STATED TASK: Reproduce word for word the part of the wave-superposition thread that begins at the words "Hope this helps" and ends after "to make sure.".

EXCERPT:
━━━━━━━━━━━━━━━━━━━━

Now put [A₁+A₂cos∅] =Rcosθ
and A₂sin∅ = Rsinθ

So now we have , y₁+y₂=Rcosθcos(kx-ωt)-Rsinθsin(kx-ωt)

y₁+y₂= Rcos(kx-ωt+θ) where R is the resultant amplitude .

R = √[(A₁+A₂cos∅)² + (A₂sin∅)²]

and θ = tan^-1[(A₂sin∅)/(A₁+A₂cos∅)]

Hope this helps

Yes! This is exactly what I wanted. Thank you so much, this is starting to make sense.

Now, I have two final questions.

Will R = √[(A1+A2cos∅)^2 + (A2sin∅)^2] always be true or is it just when A2>A1? would R = √[(A1+A2cos∅)^2 + (A1sin∅)^2] if A2<A1. I don't think it would be, I just want to make sure.

and then finally, What angle does this give you θ = tan-1[(A2sin∅)/(A1+A2cos∅)]? like what information does that angle tell you, its the angle of __ in relation to the new wave. ??

━━━━━━━━━━━━━━━━━━━━

MATERIAL:
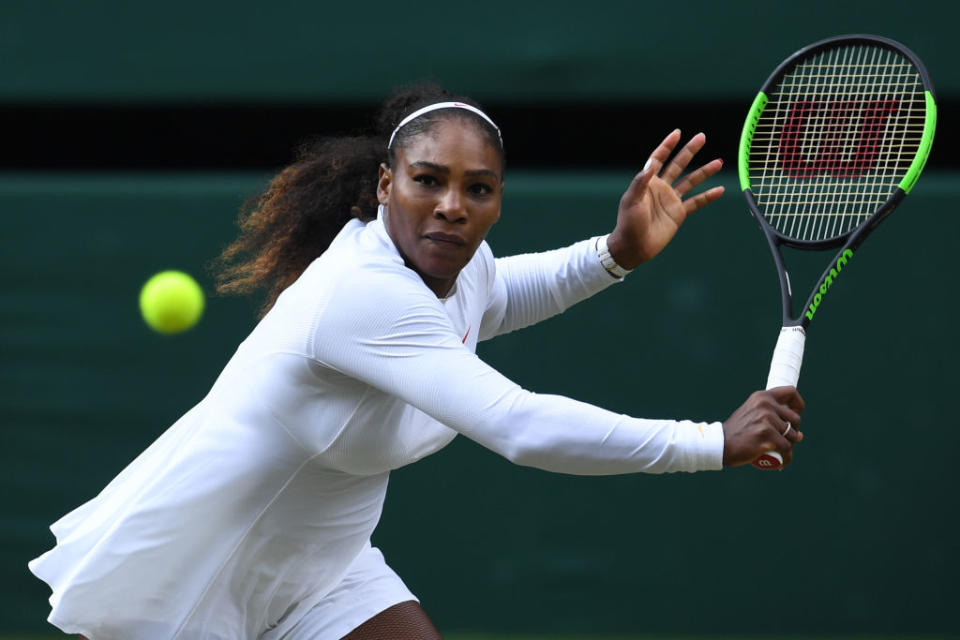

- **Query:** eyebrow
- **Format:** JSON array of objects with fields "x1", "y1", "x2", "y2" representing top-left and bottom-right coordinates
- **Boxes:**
[{"x1": 410, "y1": 160, "x2": 500, "y2": 180}]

━━━━━━━━━━━━━━━━━━━━

RIGHT ANSWER:
Hope this helps

Yes! This is exactly what I wanted. Thank you so much, this is starting to make sense.

Now, I have two final questions.

Will R = √[(A1+A2cos∅)^2 + (A2sin∅)^2] always be true or is it just when A2>A1? would R = √[(A1+A2cos∅)^2 + (A1sin∅)^2] if A2<A1. I don't think it would be, I just want to make sure.